A faithful copy without images is required: write out all the records exactly.

[Records for this exercise — start]

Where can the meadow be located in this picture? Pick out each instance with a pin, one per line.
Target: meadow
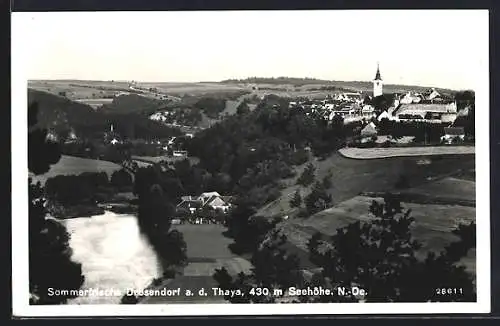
(69, 165)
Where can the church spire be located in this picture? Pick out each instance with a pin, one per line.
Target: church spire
(377, 75)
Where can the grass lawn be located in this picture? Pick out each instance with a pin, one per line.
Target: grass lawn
(206, 250)
(376, 153)
(352, 177)
(432, 226)
(447, 187)
(69, 165)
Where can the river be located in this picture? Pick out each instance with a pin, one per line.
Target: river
(113, 253)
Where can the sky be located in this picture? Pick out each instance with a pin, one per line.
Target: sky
(429, 48)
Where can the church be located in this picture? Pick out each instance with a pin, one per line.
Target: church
(377, 83)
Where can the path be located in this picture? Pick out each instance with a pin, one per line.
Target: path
(377, 153)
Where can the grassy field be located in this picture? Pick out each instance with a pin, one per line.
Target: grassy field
(376, 153)
(81, 89)
(69, 165)
(448, 187)
(433, 223)
(206, 250)
(351, 177)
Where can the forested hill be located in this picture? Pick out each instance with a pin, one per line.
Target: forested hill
(61, 115)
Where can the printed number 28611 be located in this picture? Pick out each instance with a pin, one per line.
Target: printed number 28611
(449, 291)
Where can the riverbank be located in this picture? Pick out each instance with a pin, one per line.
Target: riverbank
(64, 212)
(378, 153)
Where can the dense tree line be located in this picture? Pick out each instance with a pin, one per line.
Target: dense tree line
(157, 190)
(422, 131)
(50, 264)
(62, 114)
(380, 256)
(251, 152)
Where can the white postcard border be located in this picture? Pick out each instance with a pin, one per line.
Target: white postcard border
(22, 51)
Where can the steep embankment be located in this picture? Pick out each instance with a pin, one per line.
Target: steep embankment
(351, 177)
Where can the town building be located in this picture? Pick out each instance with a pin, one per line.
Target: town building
(212, 200)
(377, 83)
(439, 113)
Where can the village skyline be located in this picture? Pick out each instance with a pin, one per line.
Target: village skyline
(327, 45)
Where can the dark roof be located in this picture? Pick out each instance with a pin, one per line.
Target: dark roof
(190, 204)
(377, 75)
(456, 131)
(415, 108)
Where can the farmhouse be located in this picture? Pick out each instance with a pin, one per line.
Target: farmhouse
(452, 134)
(211, 199)
(369, 130)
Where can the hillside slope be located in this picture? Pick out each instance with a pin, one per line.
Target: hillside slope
(351, 177)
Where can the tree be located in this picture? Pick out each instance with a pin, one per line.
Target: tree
(50, 264)
(380, 256)
(121, 179)
(155, 213)
(327, 181)
(296, 201)
(318, 199)
(243, 108)
(307, 176)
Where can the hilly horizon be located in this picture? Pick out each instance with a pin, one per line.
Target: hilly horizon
(304, 81)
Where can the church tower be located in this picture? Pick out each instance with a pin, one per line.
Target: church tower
(377, 83)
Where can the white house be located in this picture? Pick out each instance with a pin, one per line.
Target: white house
(369, 130)
(385, 115)
(453, 134)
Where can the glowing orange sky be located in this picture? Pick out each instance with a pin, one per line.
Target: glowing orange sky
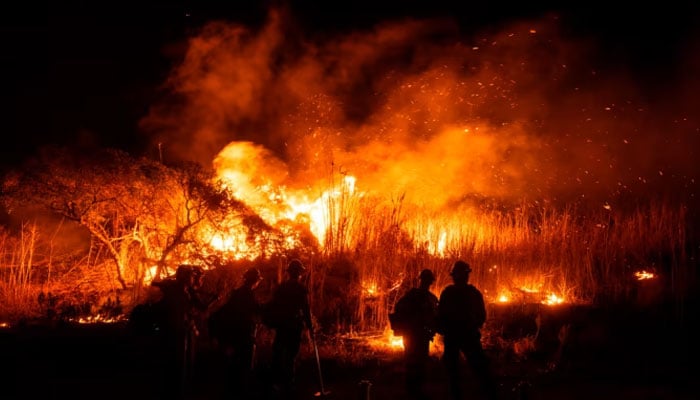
(415, 107)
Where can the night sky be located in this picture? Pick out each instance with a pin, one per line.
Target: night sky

[Records for this exercise — finish]

- Answer to this exercise:
Where can the meadow be located in this picture? Pick out each instance with a pin, one per line.
Target: meadow
(69, 165)
Where can the church spire be located in this picture? Pick out each instance with a pin, one per line.
Target: church spire
(377, 75)
Where can the grass lawn be located in this picture? Pick out each instance with a pin, one per line.
Target: grass lawn
(206, 250)
(376, 153)
(352, 177)
(432, 226)
(447, 187)
(69, 165)
Where can the river be located in this picture? Pick out each instance with a pin, one per line.
Target: river
(113, 253)
Where can the sky be located in this picture? Pick out each instance with a pin, one per line.
Target: sky
(429, 48)
Where can the church be located in this picture? Pick out each instance with a pin, one per line.
Target: church
(377, 83)
Where can the path be located in this picture? Pick out each instance with a pin, one per line.
Target: path
(377, 153)
Where can the grassy field be located in this picture? Pick out each instance with a pin, one per line.
Target: grassy field
(376, 153)
(81, 89)
(69, 165)
(448, 187)
(433, 223)
(206, 250)
(351, 177)
Where can the forested hill be located in this picture? Pick out each instance with a pin, one per line.
Target: forested hill
(61, 115)
Where can the printed number 28611 be located in this picture? Pick out each instance with a pin, one per line.
Target: printed number 28611
(449, 291)
Where can the riverbank be located in this picture? Pick out each instance with a pin, one per line.
Target: riverbank
(64, 212)
(378, 153)
Where can the dense tree line be located in this picture? Pick out each instance with a pin, one per line.
Target: dense tree line
(157, 190)
(422, 131)
(50, 264)
(62, 114)
(380, 256)
(251, 152)
Where can the white postcard border be located in this picture? Pick out each instance with a pin, one per line.
Target: white postcard border
(22, 51)
Where can the steep embankment be located in this picture? Pick out each instance with a pin, one per line.
Target: steep embankment
(351, 177)
Where can the town building be located in this picture? Pick out each instance with a pin, one per line.
Target: town building
(212, 200)
(377, 83)
(439, 113)
Where can the village skyline be located in this picture? Pick out each instance with a pin, one per line.
Target: village skyline
(327, 45)
Where can the dark roof be located in this picture? Pick out each instance with a pin, one per line.
Target: dark roof
(190, 204)
(377, 75)
(456, 131)
(415, 108)
Where can the farmhouse be located in this picture? Pick out each instance with a pin, one per line.
Target: farmhouse
(452, 134)
(211, 199)
(369, 130)
Where can the hillside slope be located in this picture? Pick out each instance with a pin, one per line.
Target: hillside slope
(351, 177)
Where can the tree be located in this picture? Pick out each instance with a pin, one per line.
Target: tree
(50, 264)
(380, 256)
(121, 179)
(155, 213)
(327, 181)
(296, 201)
(318, 199)
(243, 108)
(307, 176)
Where can the hilly horizon be located in this picture? Pick out each instance with a pin, one per line.
Target: hilly horizon
(304, 81)
Where can the church tower be located in this picture? Pick out each instance with a pin, one per line.
Target: church tower
(377, 83)
Where can the white house be located in this picture? Pick out each instance with a pin, one per line.
Target: white house
(369, 130)
(385, 115)
(453, 134)
Where can the glowing orange sky be located in this picture? Pick out each instance with a pin, one per line.
Target: glowing orange sky
(415, 107)
Where can the night sky be located in this picture? Pick out each instance with a pin, one per line.
Target: night sky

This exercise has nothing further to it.